Records of labeled points:
▬▬▬
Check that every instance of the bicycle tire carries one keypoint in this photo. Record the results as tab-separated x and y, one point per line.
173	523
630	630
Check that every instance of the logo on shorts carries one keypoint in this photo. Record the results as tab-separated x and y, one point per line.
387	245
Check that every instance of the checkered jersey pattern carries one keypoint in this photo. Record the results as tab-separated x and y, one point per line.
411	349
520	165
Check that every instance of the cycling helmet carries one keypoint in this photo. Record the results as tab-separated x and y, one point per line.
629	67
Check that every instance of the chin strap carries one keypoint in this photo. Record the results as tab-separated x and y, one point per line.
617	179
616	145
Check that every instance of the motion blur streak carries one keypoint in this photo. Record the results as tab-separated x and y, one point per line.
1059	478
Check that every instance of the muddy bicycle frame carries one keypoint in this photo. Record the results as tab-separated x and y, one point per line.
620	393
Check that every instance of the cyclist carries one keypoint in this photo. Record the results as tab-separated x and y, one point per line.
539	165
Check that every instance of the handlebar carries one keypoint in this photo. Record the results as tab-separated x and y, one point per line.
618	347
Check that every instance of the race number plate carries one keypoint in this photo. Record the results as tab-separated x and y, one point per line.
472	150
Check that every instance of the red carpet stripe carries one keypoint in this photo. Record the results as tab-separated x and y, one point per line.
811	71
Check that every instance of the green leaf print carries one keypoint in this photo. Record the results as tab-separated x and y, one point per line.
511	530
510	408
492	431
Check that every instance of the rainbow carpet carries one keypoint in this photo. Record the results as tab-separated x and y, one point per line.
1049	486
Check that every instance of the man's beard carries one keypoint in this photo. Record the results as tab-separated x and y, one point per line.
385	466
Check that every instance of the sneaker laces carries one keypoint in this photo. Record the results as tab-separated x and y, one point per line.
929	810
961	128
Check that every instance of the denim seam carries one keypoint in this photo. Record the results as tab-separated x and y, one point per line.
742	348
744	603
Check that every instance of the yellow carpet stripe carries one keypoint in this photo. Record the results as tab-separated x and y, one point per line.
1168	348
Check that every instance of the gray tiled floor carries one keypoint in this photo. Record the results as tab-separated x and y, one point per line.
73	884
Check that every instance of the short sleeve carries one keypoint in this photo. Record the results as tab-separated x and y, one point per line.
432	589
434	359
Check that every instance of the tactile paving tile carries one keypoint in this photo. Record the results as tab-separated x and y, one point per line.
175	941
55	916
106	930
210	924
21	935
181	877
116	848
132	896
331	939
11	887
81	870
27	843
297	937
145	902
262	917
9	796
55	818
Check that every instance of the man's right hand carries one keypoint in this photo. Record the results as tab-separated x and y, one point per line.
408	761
▬▬▬
Exercise requirements -> Please quote the data above word for word, starting at the line that contains "Check that every instance of the tactile" and ending at the last line of the data.

Answer to this exercise ->
Check that every instance of the tactile paving tile carries one keypoint in this photo. Record the results as tab-separated x and y, one point per line.
175	941
55	916
106	930
210	924
21	935
181	877
116	848
132	896
331	939
11	887
81	870
27	843
297	937
145	902
262	917
9	796
55	818
Check that every instance of the man's right hand carries one keypoint in this photo. Record the results as tab-separated x and y, one point per line.
408	761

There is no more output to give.